_WHAT TO WORK ON:_
Give the number of lines in the records below that hold "every"; nothing else is needed.

[AVAILABLE DATA — start]

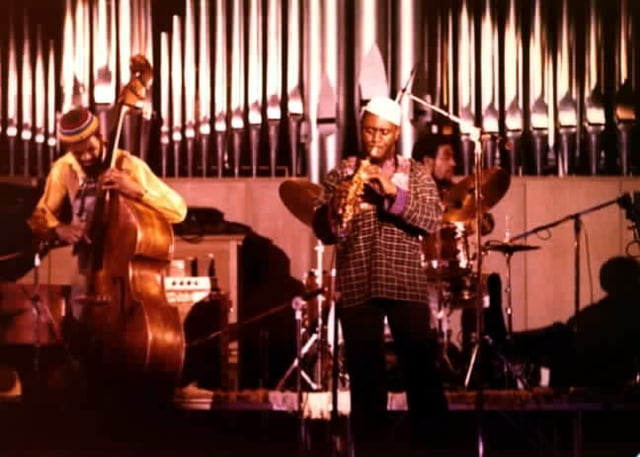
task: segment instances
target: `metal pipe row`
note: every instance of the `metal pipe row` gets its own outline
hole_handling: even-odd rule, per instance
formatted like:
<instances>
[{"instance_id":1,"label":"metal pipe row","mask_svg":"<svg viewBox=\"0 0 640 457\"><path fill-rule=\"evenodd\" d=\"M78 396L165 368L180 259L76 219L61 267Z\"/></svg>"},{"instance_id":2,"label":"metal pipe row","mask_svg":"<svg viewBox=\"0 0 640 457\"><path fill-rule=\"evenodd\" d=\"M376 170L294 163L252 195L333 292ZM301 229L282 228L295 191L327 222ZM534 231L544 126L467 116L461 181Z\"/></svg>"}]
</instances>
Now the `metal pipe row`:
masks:
<instances>
[{"instance_id":1,"label":"metal pipe row","mask_svg":"<svg viewBox=\"0 0 640 457\"><path fill-rule=\"evenodd\" d=\"M412 94L465 121L457 128L464 174L473 169L472 125L485 133L486 166L514 174L640 168L631 155L640 13L629 0L617 0L614 14L596 0L179 0L154 14L151 0L63 1L58 48L28 12L22 40L14 17L0 43L8 74L2 172L44 174L57 154L55 120L70 107L108 119L130 78L129 57L153 61L154 37L158 76L124 146L162 176L318 181L357 153L363 104L398 96L410 75ZM169 20L158 30L153 18L162 14ZM398 98L398 150L409 155L417 136L444 130L445 121Z\"/></svg>"}]
</instances>

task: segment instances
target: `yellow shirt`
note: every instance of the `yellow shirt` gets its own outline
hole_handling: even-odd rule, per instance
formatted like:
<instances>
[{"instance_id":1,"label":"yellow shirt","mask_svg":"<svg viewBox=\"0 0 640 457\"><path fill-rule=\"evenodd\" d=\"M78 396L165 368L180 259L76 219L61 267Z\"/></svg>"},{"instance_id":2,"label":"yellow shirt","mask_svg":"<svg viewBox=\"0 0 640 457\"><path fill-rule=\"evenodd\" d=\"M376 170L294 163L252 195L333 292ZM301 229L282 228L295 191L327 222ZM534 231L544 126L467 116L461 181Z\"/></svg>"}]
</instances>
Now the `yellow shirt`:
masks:
<instances>
[{"instance_id":1,"label":"yellow shirt","mask_svg":"<svg viewBox=\"0 0 640 457\"><path fill-rule=\"evenodd\" d=\"M118 158L121 157L122 171L132 176L146 190L142 203L158 211L170 223L184 220L187 205L176 191L158 178L138 157L120 149L116 154ZM55 161L47 177L44 193L29 221L34 233L47 237L47 233L60 224L58 217L64 199L68 198L73 204L85 179L86 174L71 153L66 153Z\"/></svg>"}]
</instances>

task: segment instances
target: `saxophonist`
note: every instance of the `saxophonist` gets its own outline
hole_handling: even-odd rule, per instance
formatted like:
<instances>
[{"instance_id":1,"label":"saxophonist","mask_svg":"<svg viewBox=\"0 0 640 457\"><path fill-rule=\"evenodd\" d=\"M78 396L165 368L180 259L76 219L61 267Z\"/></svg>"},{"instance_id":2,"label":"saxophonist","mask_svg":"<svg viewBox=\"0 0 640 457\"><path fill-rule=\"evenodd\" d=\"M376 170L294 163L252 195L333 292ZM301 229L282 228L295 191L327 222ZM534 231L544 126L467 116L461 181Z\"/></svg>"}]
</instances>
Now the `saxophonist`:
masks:
<instances>
[{"instance_id":1,"label":"saxophonist","mask_svg":"<svg viewBox=\"0 0 640 457\"><path fill-rule=\"evenodd\" d=\"M442 208L422 164L396 154L401 116L394 100L371 99L360 125L364 153L327 174L314 214L316 236L336 244L337 312L357 457L392 455L384 451L390 443L385 316L407 393L413 432L407 452L424 450L447 409L418 238L438 230ZM399 444L389 452L397 453Z\"/></svg>"}]
</instances>

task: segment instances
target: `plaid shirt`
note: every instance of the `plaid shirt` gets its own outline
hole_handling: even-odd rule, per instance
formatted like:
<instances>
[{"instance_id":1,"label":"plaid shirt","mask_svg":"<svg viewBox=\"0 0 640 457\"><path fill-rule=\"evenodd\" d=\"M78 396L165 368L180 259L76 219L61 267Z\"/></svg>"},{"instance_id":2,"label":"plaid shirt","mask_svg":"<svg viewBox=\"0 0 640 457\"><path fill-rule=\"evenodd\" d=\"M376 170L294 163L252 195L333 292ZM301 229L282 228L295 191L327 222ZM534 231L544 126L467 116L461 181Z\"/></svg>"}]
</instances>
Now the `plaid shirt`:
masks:
<instances>
[{"instance_id":1,"label":"plaid shirt","mask_svg":"<svg viewBox=\"0 0 640 457\"><path fill-rule=\"evenodd\" d=\"M327 174L319 205L328 204L336 186L351 179L355 165L355 158L344 160ZM363 207L351 220L347 237L338 242L336 290L342 306L372 298L428 302L419 235L440 226L438 190L433 178L412 159L398 157L392 181L399 188L392 207Z\"/></svg>"}]
</instances>

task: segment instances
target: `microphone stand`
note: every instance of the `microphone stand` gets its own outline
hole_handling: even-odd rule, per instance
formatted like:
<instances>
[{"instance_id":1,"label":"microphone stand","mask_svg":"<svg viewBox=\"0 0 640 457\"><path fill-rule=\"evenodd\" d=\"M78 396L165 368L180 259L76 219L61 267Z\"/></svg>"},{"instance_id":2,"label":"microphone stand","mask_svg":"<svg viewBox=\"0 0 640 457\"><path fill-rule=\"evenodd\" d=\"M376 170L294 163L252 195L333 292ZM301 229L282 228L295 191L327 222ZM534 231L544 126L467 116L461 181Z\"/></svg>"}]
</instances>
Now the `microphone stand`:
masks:
<instances>
[{"instance_id":1,"label":"microphone stand","mask_svg":"<svg viewBox=\"0 0 640 457\"><path fill-rule=\"evenodd\" d=\"M41 309L41 297L40 297L40 262L42 255L46 252L47 243L38 246L38 249L34 253L33 257L33 283L32 292L29 294L29 301L31 302L31 312L33 314L33 388L35 398L40 400L41 395L41 379L40 379L40 351L42 341L40 340L40 323L42 319ZM47 309L48 311L48 309ZM47 318L51 319L51 313L47 313ZM51 321L52 322L52 321ZM54 334L58 334L54 331Z\"/></svg>"},{"instance_id":2,"label":"microphone stand","mask_svg":"<svg viewBox=\"0 0 640 457\"><path fill-rule=\"evenodd\" d=\"M573 277L573 287L574 287L574 316L578 315L580 311L580 232L582 231L582 219L581 216L584 214L588 214L599 209L605 208L607 206L611 206L614 204L618 204L622 206L622 202L624 198L628 198L628 194L623 194L620 197L614 198L612 200L605 201L598 205L592 206L591 208L587 208L582 211L578 211L577 213L569 214L561 219L557 219L553 222L549 222L548 224L540 225L538 227L534 227L531 230L527 230L526 232L522 232L516 236L509 238L509 242L514 242L522 238L526 238L529 235L533 235L535 233L541 232L543 230L549 230L553 227L556 227L560 224L563 224L568 221L573 221L573 247L574 247L574 255L573 255L573 268L574 268L574 277ZM574 319L575 325L573 328L574 332L578 331L578 321Z\"/></svg>"},{"instance_id":3,"label":"microphone stand","mask_svg":"<svg viewBox=\"0 0 640 457\"><path fill-rule=\"evenodd\" d=\"M475 189L473 190L473 197L476 203L476 246L478 247L478 256L476 262L476 342L473 348L473 355L471 356L471 361L469 363L469 368L467 370L467 375L465 377L465 388L469 385L469 381L471 379L471 373L473 371L473 367L475 365L475 360L478 356L478 352L480 351L482 344L482 332L484 330L484 322L483 322L483 287L482 287L482 203L484 196L481 191L481 183L482 183L482 142L480 140L481 137L481 129L474 127L471 131L471 139L475 144ZM484 456L484 429L483 429L483 410L484 410L484 395L483 395L483 385L482 381L478 382L477 391L476 391L476 413L477 413L477 434L476 434L476 450L478 457Z\"/></svg>"},{"instance_id":4,"label":"microphone stand","mask_svg":"<svg viewBox=\"0 0 640 457\"><path fill-rule=\"evenodd\" d=\"M482 252L480 252L480 247L482 246L482 230L480 230L480 227L482 227L482 202L483 202L483 195L482 195L482 191L481 191L481 184L482 184L482 141L481 141L481 134L482 134L482 129L480 129L479 127L476 127L473 124L470 124L468 121L465 121L464 119L455 116L445 110L443 110L442 108L439 108L435 105L432 105L431 103L428 103L424 100L422 100L421 98L416 97L415 95L411 94L411 93L407 93L406 94L408 97L410 97L414 102L417 102L423 106L426 106L427 108L451 119L452 121L456 122L459 125L464 125L467 130L470 132L469 133L469 138L474 142L474 155L475 155L475 161L474 161L474 174L475 174L475 179L474 179L474 192L473 192L473 196L474 196L474 200L475 200L475 217L476 217L476 244L478 246L478 257L477 257L477 263L476 263L476 341L473 347L473 351L472 351L472 355L471 355L471 360L469 362L469 367L467 369L467 375L465 377L465 382L464 382L464 386L465 388L468 387L469 385L469 380L471 378L471 373L473 371L473 367L475 365L476 359L478 357L478 352L480 351L480 345L482 343L482 337L481 337L481 332L483 330L483 322L482 322L482 303L483 303L483 299L482 299L482 295L483 295L483 287L482 287ZM490 341L489 341L490 343ZM482 427L482 411L484 409L484 395L482 392L482 382L478 383L478 389L476 392L476 412L478 415L478 421L477 421L477 425L478 425L478 429L477 429L477 441L476 441L476 445L477 445L477 455L479 457L483 457L484 456L484 435L483 435L483 427Z\"/></svg>"},{"instance_id":5,"label":"microphone stand","mask_svg":"<svg viewBox=\"0 0 640 457\"><path fill-rule=\"evenodd\" d=\"M33 283L31 284L31 287L33 288L33 290L32 290L32 293L29 294L29 300L31 302L31 312L33 313L33 317L34 317L33 386L36 389L35 390L35 395L37 396L36 400L40 400L39 397L42 394L42 391L41 391L42 386L40 384L41 383L40 357L41 357L41 349L42 349L40 329L41 329L43 314L44 314L44 319L47 322L47 330L50 332L50 336L53 337L53 342L56 344L62 344L62 348L64 350L65 356L68 358L69 362L71 363L71 368L73 368L76 371L79 369L78 363L71 355L68 345L65 344L65 342L63 341L62 332L60 330L59 325L55 322L55 319L51 313L51 309L49 308L49 305L45 303L45 305L42 306L43 305L42 297L40 295L40 264L42 262L42 257L46 255L46 253L51 248L58 247L61 245L62 245L61 243L58 243L56 241L42 242L38 246L38 249L36 250L34 254L34 259L33 259ZM63 304L63 306L66 306L66 304ZM64 315L64 312L63 312L63 315Z\"/></svg>"}]
</instances>

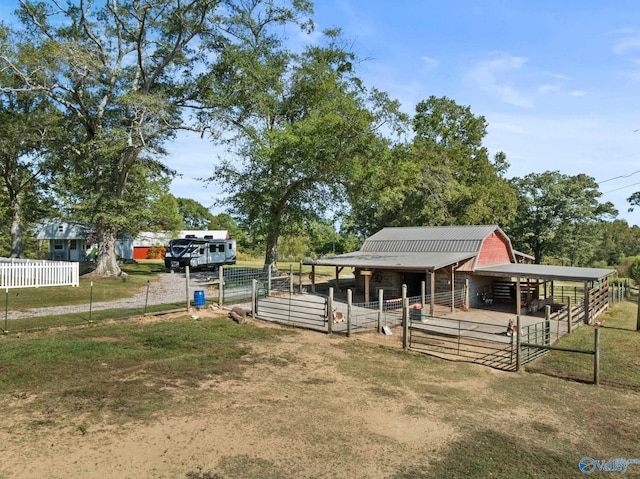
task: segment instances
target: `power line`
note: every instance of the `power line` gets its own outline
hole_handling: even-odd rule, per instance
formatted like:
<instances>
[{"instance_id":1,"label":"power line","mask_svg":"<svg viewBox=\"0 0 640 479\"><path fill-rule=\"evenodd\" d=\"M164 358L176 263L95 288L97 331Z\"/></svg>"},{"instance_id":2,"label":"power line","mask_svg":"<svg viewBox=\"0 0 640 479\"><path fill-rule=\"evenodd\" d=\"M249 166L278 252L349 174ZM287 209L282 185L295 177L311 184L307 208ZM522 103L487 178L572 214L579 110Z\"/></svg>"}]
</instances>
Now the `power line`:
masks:
<instances>
[{"instance_id":1,"label":"power line","mask_svg":"<svg viewBox=\"0 0 640 479\"><path fill-rule=\"evenodd\" d=\"M633 173L629 173L628 175L620 175L620 176L616 176L614 178L609 178L608 180L602 180L602 181L599 181L598 184L601 185L602 183L606 183L607 181L613 181L613 180L617 180L619 178L629 178L630 176L636 175L638 173L640 173L640 170L636 170Z\"/></svg>"},{"instance_id":2,"label":"power line","mask_svg":"<svg viewBox=\"0 0 640 479\"><path fill-rule=\"evenodd\" d=\"M632 186L636 186L636 185L640 185L640 181L638 183L632 183L632 184L627 185L627 186L621 186L620 188L616 188L615 190L605 191L602 194L606 195L607 193L613 193L614 191L624 190L625 188L631 188Z\"/></svg>"}]
</instances>

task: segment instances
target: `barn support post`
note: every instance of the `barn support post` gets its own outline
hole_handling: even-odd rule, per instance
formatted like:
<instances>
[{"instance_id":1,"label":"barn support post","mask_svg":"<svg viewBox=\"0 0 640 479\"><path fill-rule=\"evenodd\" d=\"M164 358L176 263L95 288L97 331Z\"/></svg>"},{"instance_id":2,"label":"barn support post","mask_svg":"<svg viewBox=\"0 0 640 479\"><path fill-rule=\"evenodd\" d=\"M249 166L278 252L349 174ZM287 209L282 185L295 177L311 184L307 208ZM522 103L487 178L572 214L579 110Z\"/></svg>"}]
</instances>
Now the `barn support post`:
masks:
<instances>
[{"instance_id":1,"label":"barn support post","mask_svg":"<svg viewBox=\"0 0 640 479\"><path fill-rule=\"evenodd\" d=\"M311 265L311 292L316 292L316 265Z\"/></svg>"},{"instance_id":2,"label":"barn support post","mask_svg":"<svg viewBox=\"0 0 640 479\"><path fill-rule=\"evenodd\" d=\"M522 292L520 291L520 277L516 278L516 314L520 316L522 306Z\"/></svg>"},{"instance_id":3,"label":"barn support post","mask_svg":"<svg viewBox=\"0 0 640 479\"><path fill-rule=\"evenodd\" d=\"M409 299L407 285L402 285L402 349L409 349Z\"/></svg>"},{"instance_id":4,"label":"barn support post","mask_svg":"<svg viewBox=\"0 0 640 479\"><path fill-rule=\"evenodd\" d=\"M384 305L384 290L380 288L378 290L378 333L382 332L382 311Z\"/></svg>"},{"instance_id":5,"label":"barn support post","mask_svg":"<svg viewBox=\"0 0 640 479\"><path fill-rule=\"evenodd\" d=\"M340 291L340 270L336 266L336 289Z\"/></svg>"},{"instance_id":6,"label":"barn support post","mask_svg":"<svg viewBox=\"0 0 640 479\"><path fill-rule=\"evenodd\" d=\"M573 305L571 304L571 296L567 296L567 334L571 334L573 327Z\"/></svg>"},{"instance_id":7,"label":"barn support post","mask_svg":"<svg viewBox=\"0 0 640 479\"><path fill-rule=\"evenodd\" d=\"M453 265L451 265L449 283L451 284L451 312L453 313L456 310L456 271Z\"/></svg>"},{"instance_id":8,"label":"barn support post","mask_svg":"<svg viewBox=\"0 0 640 479\"><path fill-rule=\"evenodd\" d=\"M369 302L369 285L371 284L371 274L373 271L370 270L362 270L360 271L360 275L364 276L364 302Z\"/></svg>"},{"instance_id":9,"label":"barn support post","mask_svg":"<svg viewBox=\"0 0 640 479\"><path fill-rule=\"evenodd\" d=\"M347 338L351 337L351 306L353 304L353 291L347 290Z\"/></svg>"},{"instance_id":10,"label":"barn support post","mask_svg":"<svg viewBox=\"0 0 640 479\"><path fill-rule=\"evenodd\" d=\"M469 309L469 278L464 280L464 304L462 309Z\"/></svg>"},{"instance_id":11,"label":"barn support post","mask_svg":"<svg viewBox=\"0 0 640 479\"><path fill-rule=\"evenodd\" d=\"M222 274L222 267L220 267L220 274ZM184 267L184 284L186 288L186 298L187 298L187 312L191 311L191 300L189 298L189 265ZM220 295L222 295L222 282L220 282ZM222 304L222 303L220 303Z\"/></svg>"},{"instance_id":12,"label":"barn support post","mask_svg":"<svg viewBox=\"0 0 640 479\"><path fill-rule=\"evenodd\" d=\"M329 297L327 298L327 333L333 334L333 288L329 288Z\"/></svg>"},{"instance_id":13,"label":"barn support post","mask_svg":"<svg viewBox=\"0 0 640 479\"><path fill-rule=\"evenodd\" d=\"M429 281L430 286L430 301L429 301L429 315L433 317L433 311L435 309L435 300L436 300L436 270L431 270L431 278Z\"/></svg>"},{"instance_id":14,"label":"barn support post","mask_svg":"<svg viewBox=\"0 0 640 479\"><path fill-rule=\"evenodd\" d=\"M420 297L421 297L421 305L422 305L422 312L424 314L424 310L427 307L427 282L426 281L421 281L420 282Z\"/></svg>"},{"instance_id":15,"label":"barn support post","mask_svg":"<svg viewBox=\"0 0 640 479\"><path fill-rule=\"evenodd\" d=\"M220 268L220 271L222 271L222 268ZM222 278L220 278L220 281L222 281ZM220 287L222 288L222 282ZM267 269L267 296L271 296L271 268Z\"/></svg>"}]
</instances>

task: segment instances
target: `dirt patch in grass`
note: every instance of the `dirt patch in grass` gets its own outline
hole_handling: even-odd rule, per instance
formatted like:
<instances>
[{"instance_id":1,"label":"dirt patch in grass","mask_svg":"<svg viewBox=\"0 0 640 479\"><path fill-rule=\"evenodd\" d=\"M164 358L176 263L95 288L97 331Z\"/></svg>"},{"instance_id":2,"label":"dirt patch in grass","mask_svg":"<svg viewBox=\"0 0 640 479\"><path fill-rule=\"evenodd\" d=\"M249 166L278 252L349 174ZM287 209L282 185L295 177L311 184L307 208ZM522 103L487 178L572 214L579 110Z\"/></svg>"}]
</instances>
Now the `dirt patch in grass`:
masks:
<instances>
[{"instance_id":1,"label":"dirt patch in grass","mask_svg":"<svg viewBox=\"0 0 640 479\"><path fill-rule=\"evenodd\" d=\"M4 389L0 478L580 477L640 455L635 391L225 315L68 332L117 349Z\"/></svg>"}]
</instances>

[AVAILABLE DATA — finish]

_WRITTEN RESPONSE:_
8